■ Aim of the task ■
From the line containing "Place one point on each instance of the red" through the last line of the entries below, repeat each line word for word and leave out the rest.
─── Data shown ───
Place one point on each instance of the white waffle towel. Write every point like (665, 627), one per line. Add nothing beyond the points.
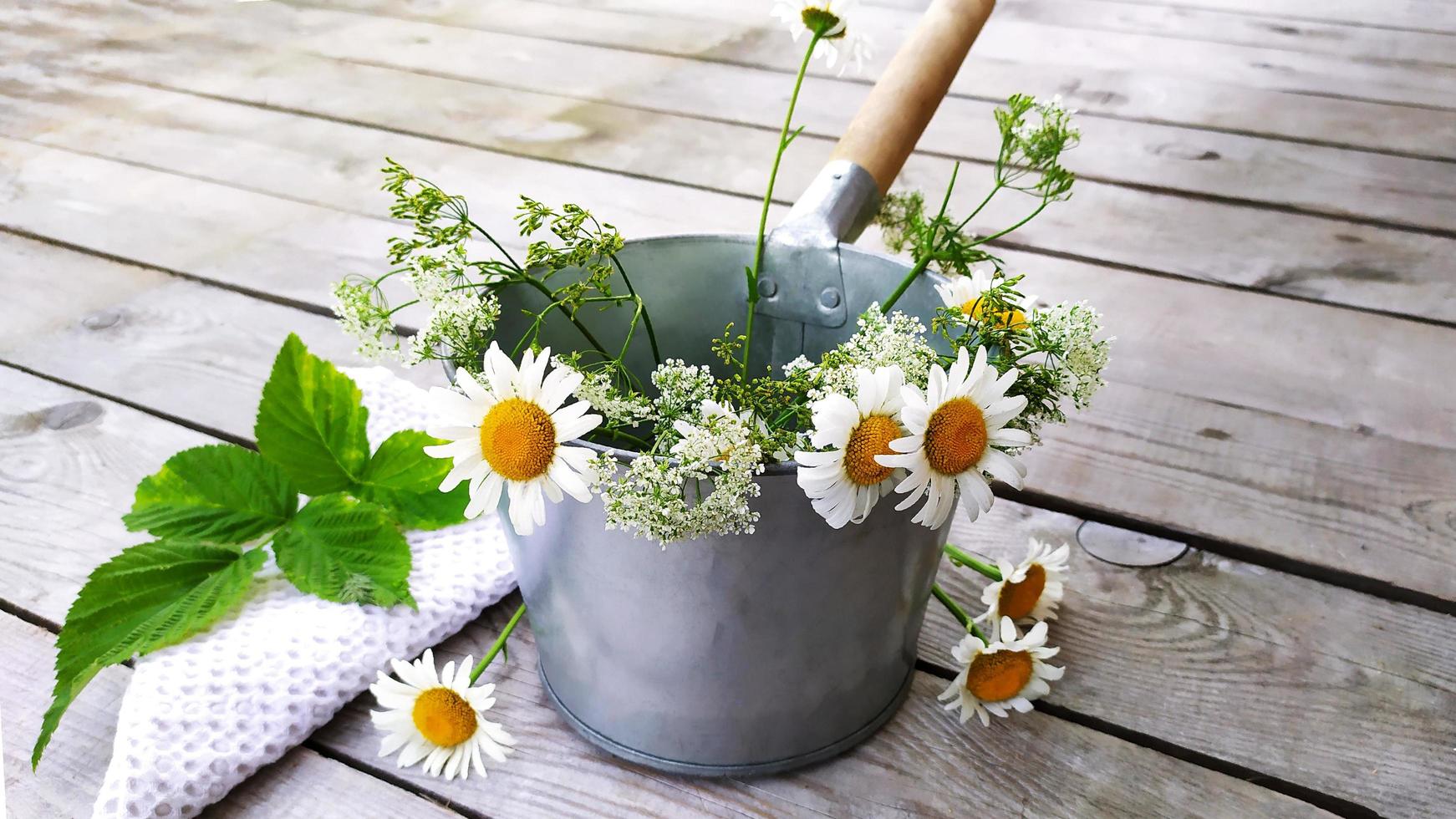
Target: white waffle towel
(200, 718)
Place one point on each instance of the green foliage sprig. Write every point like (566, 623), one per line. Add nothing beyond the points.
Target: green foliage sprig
(1034, 135)
(463, 292)
(217, 510)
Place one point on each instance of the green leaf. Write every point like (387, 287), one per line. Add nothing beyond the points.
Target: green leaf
(345, 550)
(310, 422)
(406, 481)
(149, 597)
(219, 493)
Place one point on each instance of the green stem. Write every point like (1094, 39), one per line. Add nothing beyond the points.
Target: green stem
(919, 267)
(767, 200)
(647, 318)
(957, 611)
(619, 435)
(967, 220)
(904, 284)
(960, 557)
(491, 239)
(498, 646)
(567, 313)
(998, 235)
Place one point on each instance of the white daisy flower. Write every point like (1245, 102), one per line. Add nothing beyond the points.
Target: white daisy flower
(437, 718)
(843, 481)
(1008, 674)
(510, 432)
(965, 294)
(1030, 589)
(957, 431)
(839, 44)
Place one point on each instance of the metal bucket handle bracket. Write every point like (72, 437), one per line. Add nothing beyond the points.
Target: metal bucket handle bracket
(802, 278)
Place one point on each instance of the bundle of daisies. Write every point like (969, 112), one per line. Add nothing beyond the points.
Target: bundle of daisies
(920, 412)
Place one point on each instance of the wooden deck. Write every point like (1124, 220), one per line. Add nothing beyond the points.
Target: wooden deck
(1267, 216)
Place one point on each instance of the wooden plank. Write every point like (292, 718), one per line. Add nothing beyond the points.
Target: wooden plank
(1261, 667)
(1161, 157)
(302, 786)
(1303, 347)
(720, 29)
(1277, 632)
(1098, 92)
(1403, 15)
(918, 761)
(1187, 22)
(1162, 447)
(1311, 257)
(920, 764)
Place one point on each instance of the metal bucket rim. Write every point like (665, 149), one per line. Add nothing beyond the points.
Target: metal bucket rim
(775, 469)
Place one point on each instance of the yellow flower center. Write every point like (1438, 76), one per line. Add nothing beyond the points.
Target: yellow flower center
(519, 440)
(955, 437)
(1016, 600)
(999, 675)
(1005, 319)
(871, 438)
(443, 718)
(820, 21)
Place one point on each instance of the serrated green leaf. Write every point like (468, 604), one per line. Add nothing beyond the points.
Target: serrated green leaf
(310, 422)
(149, 597)
(402, 477)
(345, 550)
(217, 493)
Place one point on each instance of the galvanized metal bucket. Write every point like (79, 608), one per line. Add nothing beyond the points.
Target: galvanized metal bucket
(751, 654)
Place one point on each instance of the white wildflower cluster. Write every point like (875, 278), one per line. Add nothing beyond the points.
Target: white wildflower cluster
(682, 387)
(1047, 117)
(620, 408)
(1072, 329)
(800, 364)
(704, 489)
(456, 323)
(364, 319)
(881, 341)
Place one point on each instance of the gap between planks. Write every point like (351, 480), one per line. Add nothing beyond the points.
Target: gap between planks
(494, 149)
(900, 21)
(1245, 553)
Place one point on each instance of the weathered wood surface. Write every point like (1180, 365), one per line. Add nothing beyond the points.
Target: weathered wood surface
(1244, 664)
(1226, 455)
(1316, 179)
(1098, 79)
(300, 786)
(1265, 145)
(68, 438)
(1401, 15)
(1281, 252)
(1275, 630)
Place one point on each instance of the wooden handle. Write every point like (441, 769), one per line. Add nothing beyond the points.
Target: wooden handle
(902, 104)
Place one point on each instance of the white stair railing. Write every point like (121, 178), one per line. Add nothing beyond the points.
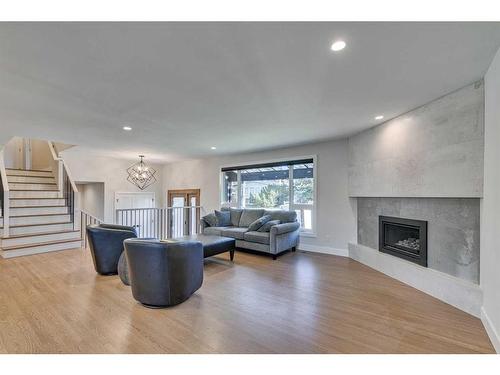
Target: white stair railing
(87, 219)
(161, 223)
(4, 196)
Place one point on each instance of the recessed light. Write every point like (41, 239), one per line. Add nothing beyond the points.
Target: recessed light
(338, 45)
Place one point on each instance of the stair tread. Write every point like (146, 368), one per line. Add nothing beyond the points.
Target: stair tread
(32, 183)
(35, 197)
(17, 247)
(55, 205)
(41, 234)
(33, 189)
(34, 215)
(28, 175)
(28, 170)
(39, 224)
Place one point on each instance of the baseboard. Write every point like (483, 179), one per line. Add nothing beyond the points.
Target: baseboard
(323, 250)
(490, 330)
(459, 293)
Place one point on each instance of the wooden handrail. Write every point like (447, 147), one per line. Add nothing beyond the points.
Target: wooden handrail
(4, 195)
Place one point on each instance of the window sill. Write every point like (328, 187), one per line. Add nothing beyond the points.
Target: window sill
(307, 234)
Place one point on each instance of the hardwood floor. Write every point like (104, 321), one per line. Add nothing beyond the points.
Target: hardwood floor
(300, 303)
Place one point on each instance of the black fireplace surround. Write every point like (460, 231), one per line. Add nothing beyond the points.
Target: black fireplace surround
(404, 238)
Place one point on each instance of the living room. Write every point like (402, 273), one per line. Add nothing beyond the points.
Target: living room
(250, 188)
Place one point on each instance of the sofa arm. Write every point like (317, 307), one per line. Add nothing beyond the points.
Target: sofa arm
(284, 228)
(203, 225)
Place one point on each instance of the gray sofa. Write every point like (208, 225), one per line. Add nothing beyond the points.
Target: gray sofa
(281, 237)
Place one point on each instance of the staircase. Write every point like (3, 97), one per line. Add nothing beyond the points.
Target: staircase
(40, 218)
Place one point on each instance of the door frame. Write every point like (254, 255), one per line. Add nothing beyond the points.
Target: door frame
(171, 193)
(185, 192)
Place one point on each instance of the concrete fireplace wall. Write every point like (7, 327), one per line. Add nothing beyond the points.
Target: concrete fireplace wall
(453, 229)
(433, 151)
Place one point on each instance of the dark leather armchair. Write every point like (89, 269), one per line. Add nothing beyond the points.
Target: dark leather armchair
(106, 245)
(164, 273)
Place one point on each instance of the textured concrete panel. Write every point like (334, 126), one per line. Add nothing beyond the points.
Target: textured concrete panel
(433, 151)
(453, 229)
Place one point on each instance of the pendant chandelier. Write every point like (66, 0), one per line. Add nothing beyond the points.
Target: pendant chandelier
(140, 174)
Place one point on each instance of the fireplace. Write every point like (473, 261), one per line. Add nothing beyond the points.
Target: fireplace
(404, 238)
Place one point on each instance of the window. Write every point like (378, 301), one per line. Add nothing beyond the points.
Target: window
(287, 185)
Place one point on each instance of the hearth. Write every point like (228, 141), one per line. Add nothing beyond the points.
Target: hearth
(404, 238)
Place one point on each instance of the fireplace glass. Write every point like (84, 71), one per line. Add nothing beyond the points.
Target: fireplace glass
(404, 238)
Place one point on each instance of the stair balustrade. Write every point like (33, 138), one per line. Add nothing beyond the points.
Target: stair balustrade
(168, 222)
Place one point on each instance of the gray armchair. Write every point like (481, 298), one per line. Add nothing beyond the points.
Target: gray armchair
(106, 245)
(164, 273)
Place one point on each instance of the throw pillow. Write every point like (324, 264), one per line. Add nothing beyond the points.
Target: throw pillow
(258, 223)
(267, 226)
(235, 216)
(223, 218)
(210, 219)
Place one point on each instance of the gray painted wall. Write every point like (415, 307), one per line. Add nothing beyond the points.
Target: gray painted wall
(88, 167)
(433, 151)
(490, 209)
(453, 229)
(336, 212)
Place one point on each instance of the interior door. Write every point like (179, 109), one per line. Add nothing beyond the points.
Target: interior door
(185, 212)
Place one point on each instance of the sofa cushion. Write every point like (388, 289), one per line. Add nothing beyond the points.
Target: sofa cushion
(210, 219)
(285, 216)
(223, 218)
(258, 223)
(267, 226)
(233, 232)
(249, 215)
(259, 237)
(235, 214)
(214, 230)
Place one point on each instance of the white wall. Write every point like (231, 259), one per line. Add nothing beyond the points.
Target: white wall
(87, 167)
(91, 197)
(41, 157)
(12, 153)
(490, 213)
(336, 213)
(435, 150)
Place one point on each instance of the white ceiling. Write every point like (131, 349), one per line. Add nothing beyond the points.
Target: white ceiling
(185, 87)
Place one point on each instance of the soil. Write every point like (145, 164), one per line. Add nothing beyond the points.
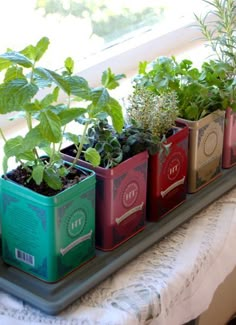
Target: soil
(21, 176)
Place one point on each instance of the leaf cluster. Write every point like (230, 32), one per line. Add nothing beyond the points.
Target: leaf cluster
(115, 147)
(24, 82)
(199, 91)
(152, 112)
(218, 28)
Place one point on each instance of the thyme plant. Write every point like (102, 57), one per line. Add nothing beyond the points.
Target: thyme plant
(152, 112)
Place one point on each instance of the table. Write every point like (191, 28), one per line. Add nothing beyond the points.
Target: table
(170, 283)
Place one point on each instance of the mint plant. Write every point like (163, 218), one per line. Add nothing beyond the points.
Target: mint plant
(46, 118)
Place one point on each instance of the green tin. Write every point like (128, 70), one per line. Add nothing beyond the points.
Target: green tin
(48, 237)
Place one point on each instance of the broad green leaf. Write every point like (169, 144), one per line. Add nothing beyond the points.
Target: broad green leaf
(78, 86)
(92, 156)
(110, 80)
(58, 80)
(142, 67)
(37, 174)
(50, 98)
(13, 147)
(33, 107)
(16, 58)
(71, 137)
(28, 156)
(114, 110)
(36, 52)
(70, 114)
(33, 139)
(41, 47)
(14, 72)
(50, 126)
(100, 97)
(15, 94)
(41, 78)
(52, 179)
(69, 65)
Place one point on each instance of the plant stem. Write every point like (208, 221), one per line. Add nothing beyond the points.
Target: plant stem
(80, 145)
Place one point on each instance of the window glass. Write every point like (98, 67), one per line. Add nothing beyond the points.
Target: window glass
(79, 28)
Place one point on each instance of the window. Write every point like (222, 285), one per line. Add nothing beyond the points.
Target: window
(83, 28)
(99, 33)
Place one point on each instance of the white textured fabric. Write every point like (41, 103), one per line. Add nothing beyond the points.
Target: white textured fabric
(169, 284)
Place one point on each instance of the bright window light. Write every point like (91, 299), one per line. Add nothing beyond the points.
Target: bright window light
(81, 28)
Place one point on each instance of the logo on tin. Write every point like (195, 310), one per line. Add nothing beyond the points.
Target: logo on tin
(130, 194)
(76, 223)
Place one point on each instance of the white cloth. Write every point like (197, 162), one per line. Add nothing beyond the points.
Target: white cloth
(169, 284)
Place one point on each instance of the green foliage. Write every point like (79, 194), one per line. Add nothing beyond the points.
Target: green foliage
(218, 27)
(152, 112)
(115, 147)
(45, 118)
(107, 20)
(198, 91)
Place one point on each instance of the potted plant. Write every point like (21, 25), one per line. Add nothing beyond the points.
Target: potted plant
(121, 181)
(48, 205)
(219, 35)
(167, 165)
(199, 107)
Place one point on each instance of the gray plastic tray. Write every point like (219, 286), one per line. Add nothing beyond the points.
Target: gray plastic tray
(53, 298)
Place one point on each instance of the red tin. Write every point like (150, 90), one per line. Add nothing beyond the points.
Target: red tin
(229, 146)
(120, 200)
(167, 175)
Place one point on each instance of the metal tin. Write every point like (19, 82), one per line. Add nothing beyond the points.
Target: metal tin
(48, 237)
(120, 200)
(167, 175)
(229, 146)
(205, 149)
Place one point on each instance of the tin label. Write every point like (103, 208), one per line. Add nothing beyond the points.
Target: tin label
(130, 194)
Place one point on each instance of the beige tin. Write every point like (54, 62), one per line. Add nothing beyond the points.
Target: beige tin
(205, 149)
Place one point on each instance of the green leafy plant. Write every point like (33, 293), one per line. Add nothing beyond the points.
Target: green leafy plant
(219, 35)
(153, 116)
(45, 117)
(115, 147)
(198, 90)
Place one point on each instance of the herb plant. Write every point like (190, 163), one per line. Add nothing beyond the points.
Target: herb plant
───
■ Task answer ■
Place one point on each instance of the red tin. Write every point like (150, 90), one per line. Add nothing beyond the points.
Target: red tin
(229, 146)
(120, 200)
(167, 175)
Place one point on each instance of the metal tin. Write every point like (19, 82), one per line. Add nothing beyond the points.
Target: metal tin
(48, 237)
(120, 200)
(167, 175)
(229, 146)
(205, 149)
Place one point on each instance of the tin label. Write every point like (103, 208), one per line. Add nothing beyond the points.
Target: tin label
(130, 194)
Place one point on each instance of the beige tin. Write every point like (54, 62), one per line. Add nothing beyond the points.
Target: beige tin
(205, 149)
Place one point on each instance of the green leafy plant. Write every point like (33, 293), one per line. Add nothing beyond the points.
Target: green leafy plant
(219, 35)
(153, 116)
(45, 117)
(115, 147)
(198, 90)
Place one point on each instance of the herb plant. Write every point like (190, 163), one per line. Add nothing beyond the points.
Target: herb plant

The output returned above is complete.